■ **Task to complete**
Repeat the entries that follow from start to finish, keeping every character.
(Source data)
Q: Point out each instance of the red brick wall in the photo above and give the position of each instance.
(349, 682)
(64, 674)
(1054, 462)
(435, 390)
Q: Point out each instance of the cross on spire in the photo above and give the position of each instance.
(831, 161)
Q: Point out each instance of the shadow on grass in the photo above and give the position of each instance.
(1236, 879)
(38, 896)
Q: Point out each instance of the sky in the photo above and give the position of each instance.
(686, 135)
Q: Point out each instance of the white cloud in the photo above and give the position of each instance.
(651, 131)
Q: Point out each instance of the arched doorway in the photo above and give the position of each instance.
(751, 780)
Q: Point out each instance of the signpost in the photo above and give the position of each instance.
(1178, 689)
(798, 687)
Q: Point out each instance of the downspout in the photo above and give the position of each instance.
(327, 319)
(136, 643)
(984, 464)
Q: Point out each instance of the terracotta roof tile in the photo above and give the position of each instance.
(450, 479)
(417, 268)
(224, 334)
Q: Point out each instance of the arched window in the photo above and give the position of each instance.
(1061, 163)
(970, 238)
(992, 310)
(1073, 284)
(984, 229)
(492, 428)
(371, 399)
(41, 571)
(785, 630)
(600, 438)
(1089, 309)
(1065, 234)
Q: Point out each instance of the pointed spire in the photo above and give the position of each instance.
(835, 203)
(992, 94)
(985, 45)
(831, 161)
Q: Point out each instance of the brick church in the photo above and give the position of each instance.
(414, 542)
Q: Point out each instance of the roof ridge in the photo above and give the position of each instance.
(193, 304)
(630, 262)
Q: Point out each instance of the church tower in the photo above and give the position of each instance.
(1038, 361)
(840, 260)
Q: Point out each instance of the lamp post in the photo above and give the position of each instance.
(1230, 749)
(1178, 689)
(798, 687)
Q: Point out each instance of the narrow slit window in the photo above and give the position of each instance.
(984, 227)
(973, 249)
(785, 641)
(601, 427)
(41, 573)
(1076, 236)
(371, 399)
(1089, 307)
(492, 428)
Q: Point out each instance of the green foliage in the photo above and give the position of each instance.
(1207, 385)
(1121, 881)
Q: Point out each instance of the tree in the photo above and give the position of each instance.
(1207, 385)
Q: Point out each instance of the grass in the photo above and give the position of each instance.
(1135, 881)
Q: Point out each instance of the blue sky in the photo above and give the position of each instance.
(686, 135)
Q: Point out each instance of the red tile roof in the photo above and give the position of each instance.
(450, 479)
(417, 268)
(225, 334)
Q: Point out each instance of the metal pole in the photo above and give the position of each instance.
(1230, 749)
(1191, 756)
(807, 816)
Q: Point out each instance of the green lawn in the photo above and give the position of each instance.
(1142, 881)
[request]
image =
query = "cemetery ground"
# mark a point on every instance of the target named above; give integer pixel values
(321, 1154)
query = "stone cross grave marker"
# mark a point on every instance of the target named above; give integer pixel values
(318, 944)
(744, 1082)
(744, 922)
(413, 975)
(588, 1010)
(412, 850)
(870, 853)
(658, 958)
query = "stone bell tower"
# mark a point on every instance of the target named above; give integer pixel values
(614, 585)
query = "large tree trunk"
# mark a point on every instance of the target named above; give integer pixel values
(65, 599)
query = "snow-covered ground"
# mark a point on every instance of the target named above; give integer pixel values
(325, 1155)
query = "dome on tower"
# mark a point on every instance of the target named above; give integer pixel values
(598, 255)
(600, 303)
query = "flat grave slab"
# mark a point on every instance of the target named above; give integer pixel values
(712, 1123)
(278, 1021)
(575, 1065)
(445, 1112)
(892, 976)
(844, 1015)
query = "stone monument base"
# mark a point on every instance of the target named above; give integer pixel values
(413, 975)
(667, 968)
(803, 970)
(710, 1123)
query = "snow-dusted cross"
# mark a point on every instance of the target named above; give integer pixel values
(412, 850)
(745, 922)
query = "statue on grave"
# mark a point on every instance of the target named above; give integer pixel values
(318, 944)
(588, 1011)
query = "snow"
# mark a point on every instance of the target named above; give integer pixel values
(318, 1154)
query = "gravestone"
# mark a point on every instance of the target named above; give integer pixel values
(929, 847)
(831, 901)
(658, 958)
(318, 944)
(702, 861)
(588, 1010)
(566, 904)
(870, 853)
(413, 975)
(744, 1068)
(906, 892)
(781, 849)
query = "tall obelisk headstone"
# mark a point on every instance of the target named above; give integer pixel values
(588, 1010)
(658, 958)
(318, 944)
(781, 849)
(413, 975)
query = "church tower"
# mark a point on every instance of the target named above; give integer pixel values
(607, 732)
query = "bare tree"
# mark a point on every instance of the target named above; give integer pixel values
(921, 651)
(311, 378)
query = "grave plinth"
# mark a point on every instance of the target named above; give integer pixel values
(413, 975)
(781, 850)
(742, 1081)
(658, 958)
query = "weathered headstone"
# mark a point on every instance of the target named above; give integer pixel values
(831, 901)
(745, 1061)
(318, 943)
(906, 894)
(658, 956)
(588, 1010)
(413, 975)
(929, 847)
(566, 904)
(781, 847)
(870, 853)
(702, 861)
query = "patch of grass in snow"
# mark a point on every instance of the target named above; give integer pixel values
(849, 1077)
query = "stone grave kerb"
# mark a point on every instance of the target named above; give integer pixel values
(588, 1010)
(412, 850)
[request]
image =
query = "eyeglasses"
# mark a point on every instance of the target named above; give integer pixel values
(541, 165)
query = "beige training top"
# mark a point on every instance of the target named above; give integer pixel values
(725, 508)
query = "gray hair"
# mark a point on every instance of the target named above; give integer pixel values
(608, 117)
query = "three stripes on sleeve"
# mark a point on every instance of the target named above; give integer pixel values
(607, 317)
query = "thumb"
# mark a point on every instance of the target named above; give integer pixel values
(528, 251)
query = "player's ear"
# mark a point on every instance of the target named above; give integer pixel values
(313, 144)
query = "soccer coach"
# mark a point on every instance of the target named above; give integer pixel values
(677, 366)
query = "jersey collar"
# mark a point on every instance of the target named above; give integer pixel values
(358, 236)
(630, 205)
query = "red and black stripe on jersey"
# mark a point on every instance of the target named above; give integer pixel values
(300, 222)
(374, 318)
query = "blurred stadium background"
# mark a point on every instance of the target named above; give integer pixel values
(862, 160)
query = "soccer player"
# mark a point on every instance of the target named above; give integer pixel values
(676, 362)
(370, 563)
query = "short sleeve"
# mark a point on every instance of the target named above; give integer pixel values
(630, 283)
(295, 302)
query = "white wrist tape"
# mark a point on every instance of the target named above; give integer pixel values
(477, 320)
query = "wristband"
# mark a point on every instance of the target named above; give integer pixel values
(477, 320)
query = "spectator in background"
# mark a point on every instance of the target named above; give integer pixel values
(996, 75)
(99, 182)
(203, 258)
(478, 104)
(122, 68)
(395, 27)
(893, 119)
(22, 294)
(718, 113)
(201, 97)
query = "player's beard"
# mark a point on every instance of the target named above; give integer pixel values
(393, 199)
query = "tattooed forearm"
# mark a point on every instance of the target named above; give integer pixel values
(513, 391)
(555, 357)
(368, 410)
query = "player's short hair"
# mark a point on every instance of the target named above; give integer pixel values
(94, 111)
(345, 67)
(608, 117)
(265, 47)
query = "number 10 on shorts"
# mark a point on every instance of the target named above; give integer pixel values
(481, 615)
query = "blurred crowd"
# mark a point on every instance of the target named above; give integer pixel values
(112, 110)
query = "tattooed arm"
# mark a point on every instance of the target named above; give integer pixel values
(End Source data)
■ **Reply**
Q: Point out each instance of the red brick wall in the photo above and give the position of each instance.
(349, 682)
(64, 674)
(1054, 462)
(435, 390)
Q: Point out each instance of the cross on spire in the photo above and give the position of each instance.
(831, 161)
Q: Point out each instance of the shadow on grass in the photo above and give the position of each instance.
(1236, 879)
(38, 896)
Q: Point out each instance of the sky in the photo above and give the position of each instance.
(686, 135)
Q: Point out each instance of the white cloud in the photo above and give the position of each instance.
(651, 131)
Q: Point out each instance of the arched doorway in the photo above and give the position of each instance.
(751, 780)
Q: Point out each instance of the signpost in the photo above and give the position of each instance.
(1178, 689)
(798, 687)
Q: Point out each instance of the downspout in the photo above and give the position of each instance.
(327, 319)
(136, 643)
(984, 464)
Q: Point out each instance of the terracotta roof tile in the photo above and give the position of each instance.
(450, 479)
(417, 268)
(224, 334)
Q: Point out each instance of the arched window in the photo above and give the position of each instance.
(1061, 163)
(970, 238)
(992, 310)
(1073, 284)
(984, 229)
(492, 428)
(371, 399)
(41, 571)
(785, 630)
(600, 438)
(1089, 309)
(1065, 234)
Q: Point out each instance of the pointed spire in the photo above and give the position of each instance.
(835, 203)
(992, 94)
(985, 45)
(831, 161)
Q: Point out each instance of the brick church in the photo above and give the position of each instance.
(414, 542)
Q: Point out each instance of the roof ridge in the photo above and give the position of each instance.
(193, 304)
(630, 262)
Q: Point out each instance of the church tower in the photo above and give the position of each instance.
(1038, 361)
(840, 260)
Q: Point out each instance of the lamp post in the photo above and give the position of each instance.
(1230, 749)
(1178, 689)
(798, 687)
Q: Point out each instance of the narrow slit window in the photo above and give the position of each instance.
(984, 227)
(973, 249)
(785, 641)
(601, 427)
(41, 573)
(1076, 236)
(371, 399)
(1089, 307)
(492, 428)
Q: Point out each instance of the green foliage in the photo above and give the position of each instance.
(1207, 385)
(1121, 881)
Q: Point out each instance of the tree in the photo above and give the position of each instance.
(1207, 385)
Q: Point out each instance of the grass in the photo above and give the position of each instance.
(1135, 881)
Q: Point out each instance of the blue sky in the photo above and give the position of each instance.
(686, 135)
Q: Point out each instance of the red tile roof in the photo above and give the position of each instance.
(450, 479)
(417, 268)
(225, 334)
Q: Point out each instance of the metal pole in the photo above and give the position of each instance.
(1230, 749)
(1191, 756)
(807, 816)
Q: Point out each instance of the green lawn in the photo above and give the position of each instance.
(1142, 881)
[request]
image =
query = "cemetery ground"
# mark a point on every instance of the target named above; give integer pixel values
(321, 1154)
query = "stone cross grave marker"
# mark a point on every instance of the target named above; give integer pixel values
(318, 944)
(744, 1082)
(744, 922)
(413, 975)
(588, 1010)
(412, 850)
(870, 853)
(658, 958)
query = "stone bell tower"
# mark a point on every instance of the target named above; give integer pixel values
(614, 585)
query = "large tree trunk"
# mark a point on every instance of the target named above; give integer pixel values
(65, 599)
query = "snow-covered ground"
# mark a point on every instance of the target named above; give integer pixel values
(325, 1155)
query = "dome on tower"
# mark a point on every instance of the target named above; give integer pixel values
(598, 255)
(600, 303)
query = "flat grave slab"
# mark a point on every instance of the target named above; give integer pixel values
(712, 1123)
(278, 1021)
(575, 1065)
(445, 1112)
(892, 976)
(844, 1015)
query = "stone monument base"
# mark a point on every instance of the target named above; give integer pixel values
(413, 975)
(667, 968)
(803, 970)
(710, 1123)
query = "snow-dusted cross"
# mark a point on every instance of the target named above; give integer pixel values
(412, 850)
(745, 922)
query = "statue on grave"
# mark a point on every instance of the target named above; give integer pixel values
(318, 944)
(588, 1011)
query = "snow"
# mark a point on every instance of the target named above; give integer pixel values
(318, 1154)
query = "gravestone"
# mark a point on every instance of the target named above; give integer pixel values
(929, 847)
(831, 901)
(658, 958)
(318, 944)
(702, 861)
(588, 1010)
(566, 904)
(870, 853)
(413, 975)
(744, 1068)
(906, 892)
(781, 849)
query = "tall obelisk headstone"
# mark a point on every instance of the target named above; give integer pixel values
(588, 1010)
(658, 958)
(318, 944)
(781, 849)
(413, 975)
query = "church tower"
# mark a point on every instance of the target named above; give integer pixel values
(607, 732)
query = "bare tree"
# mark a point on every instance of the target named above; give integer pixel values
(921, 651)
(311, 378)
query = "grave plinth"
# mark a point on every instance of the target named above; give integer pixel values
(413, 975)
(781, 850)
(742, 1081)
(658, 958)
query = "weathered headstone"
# mark a point on every instance of the target named above; give integer pixel values
(831, 901)
(745, 1061)
(318, 943)
(906, 894)
(658, 956)
(588, 1010)
(413, 975)
(929, 847)
(566, 904)
(781, 847)
(870, 853)
(702, 861)
query = "patch of grass in snow"
# mark a point on every instance of the target named above; give integer pixel values
(849, 1077)
query = "stone grave kerb"
# mark a point on every instance of the target named above; give integer pixel values
(588, 1010)
(412, 850)
[request]
image =
query = "eyeglasses"
# mark a point on every instance of the target named above; give integer pixel values
(541, 165)
query = "beige training top"
# mark a point on every instance of the target named above; give integer pixel values
(725, 508)
query = "gray hair"
# mark a point on every instance of the target named above; give integer pixel values
(608, 117)
query = "three stripes on sleeve"
# mark a point on every instance of the target named above; give integer pixel values
(607, 317)
query = "thumb"
# mark a point on every instance of the target named above; give integer pixel values
(528, 251)
query = "player's ear"
# mark a point on every instance of the target named above; give integer pixel values
(313, 144)
query = "soccer coach"
# mark a point on every instance of the target named above; give integer pixel values
(677, 366)
query = "jersey collar"
# mark a point on every instance of the target named above; give integer pixel values
(358, 236)
(630, 205)
query = "red and black stripe on jersey"
# mark a point on every instance of the target named above; give integer pixel values
(300, 222)
(374, 318)
query = "blurred stadium background"
# mark a point on every instance of the target named above; give integer pixel values
(862, 160)
query = "soccer player"
# mark a point on every instance of the target named above; give integer pixel values
(676, 362)
(370, 563)
query = "short sleeve"
# mark a point on every instance of the target named above; give integer pixel values
(630, 283)
(295, 302)
query = "white wrist tape"
# mark a point on every instance of the target named above; give integer pixel values
(477, 320)
query = "wristband"
# mark a point on every instance of the target named above; give integer pixel values
(477, 320)
query = "spectator in background"
# mark a point on every instance of the target named above; give integer pixel values
(996, 75)
(99, 182)
(203, 258)
(478, 104)
(122, 68)
(395, 27)
(893, 119)
(22, 294)
(718, 113)
(201, 97)
query = "player's beard"
# mark a point on every instance of the target named above; give integer pixel values
(393, 199)
query = "tattooed forearm"
# mark a point on every instance of the target named above; give integer pixel values
(513, 391)
(555, 357)
(368, 410)
query = "player's short hair"
# mark a point on every instance of the target named above; give integer pixel values
(94, 111)
(345, 67)
(608, 117)
(265, 47)
query = "number 10 on shorts"
# mark a point on every instance of the target named above; give integer pixel values
(481, 615)
query = "blurred crowd"
# mark a point on every instance of the target named above; give integer pixel values
(112, 110)
query = "tattooed arm"
# mark a point on every instance of the target named above; give integer pixel values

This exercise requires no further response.